◆ PROVIDED PASSAGE
----

By: Nonprofit Admin. Wild Horse Fire Brigade 

Nevada has a problem. They have too many herbivores grazing the landscape. Between the cattle, wild horses, deer and elk, the competition for grazing and water resources is tough.

Livestock producers in Nevada have been effective at eliminating the predators that would normally take their calves and lambs and causing financial havoc. But that has the unintended side-effect of removing the evolved natural predators of the wild horses living in the same areas, so without their predators, the horses overpopulate. 

On the other hand, California has too many predators and a collapsed deer and elk herbivory. The deer population is estimated to be down approximately1.5-million deer over the past 30-years according to published data. And that results in nearly 2-million tons of annual grass and brush waiting for the first source of ignition. 

This annual un-grazed crop of prodigious grass and brush fuels are largely responsible for California’s wildfire plague. And California has protected the mountain lions and wolves that are among the thriving populations of bears. The result is that these abundant apex predators are now short on prey and are turning to consuming livestock, people’s pets, and attacking humans. 

Many California livestock producers are suffering significant losses due to depredation of livestock by apex predators, and have little or no recourse. 

Can Nevada’s excess herbivore population serve several problems for California? 

The answer seems clear.

By relocating wild horses from Nevada to carefully selected wilderness forest areas in California, several costly issues can be addressed.

  1. Nevada can reduce herbivore pressures on their finite grazing and water resources; and
  2. Wild horses can cost effectively reduce wildfire fuels in selected California wilderness areas unsuited for ruminant livestock grazing (aka: wildfire-grazing)

----

(Labeled-object pointing material)
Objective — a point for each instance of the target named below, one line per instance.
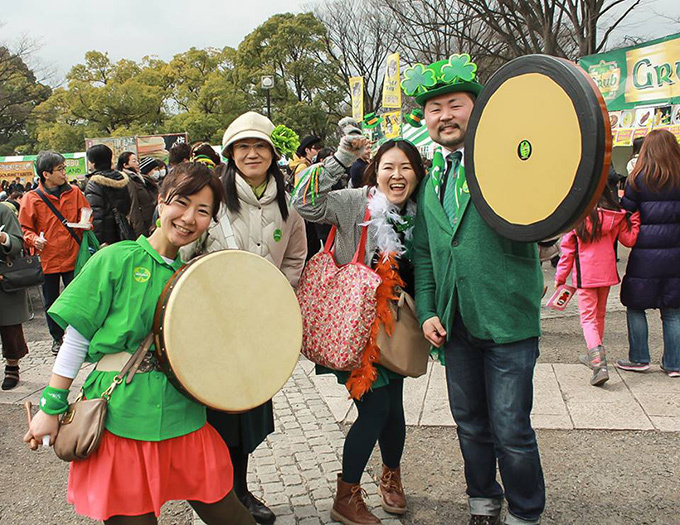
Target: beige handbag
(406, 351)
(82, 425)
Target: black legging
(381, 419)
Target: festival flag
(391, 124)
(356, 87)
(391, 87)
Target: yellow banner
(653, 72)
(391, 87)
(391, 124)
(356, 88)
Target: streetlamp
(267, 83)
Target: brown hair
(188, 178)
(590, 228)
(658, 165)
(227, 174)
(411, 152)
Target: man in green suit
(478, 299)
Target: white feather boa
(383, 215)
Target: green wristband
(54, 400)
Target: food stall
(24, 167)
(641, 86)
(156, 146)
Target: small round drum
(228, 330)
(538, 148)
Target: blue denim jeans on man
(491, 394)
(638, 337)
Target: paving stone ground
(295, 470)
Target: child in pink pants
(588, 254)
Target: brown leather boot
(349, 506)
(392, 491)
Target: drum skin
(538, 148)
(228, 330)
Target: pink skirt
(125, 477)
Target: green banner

----

◆ WHAT IS ASKED
A – In two sentences, how would you summarize the wild horse text?
B – Could you duplicate the stretch of the wild horse text from "This annual un-grazed" through "or no recourse."?
Work only from the text about wild horses; don't draw on the material.

◆ EXPECTED ANSWERS
A – Nevada has too many herbivores, partly because livestock producers have removed the predators that would otherwise keep wild horses in check, while California has too many predators, a collapsed deer and elk population, and a yearly build-up of ungrazed grass and brush that is largely responsible for its wildfires. Relocating wild horses from Nevada to selected California wilderness forest areas would ease pressure on Nevada's grazing and water resources and reduce wildfire fuels in California.

B –
This annual un-grazed crop of prodigious grass and brush fuels are largely responsible for California’s wildfire plague. And California has protected the mountain lions and wolves that are among the thriving populations of bears. The result is that these abundant apex predators are now short on prey and are turning to consuming livestock, people’s pets, and attacking humans. 

Many California livestock producers are suffering significant losses due to depredation of livestock by apex predators, and have little or no recourse.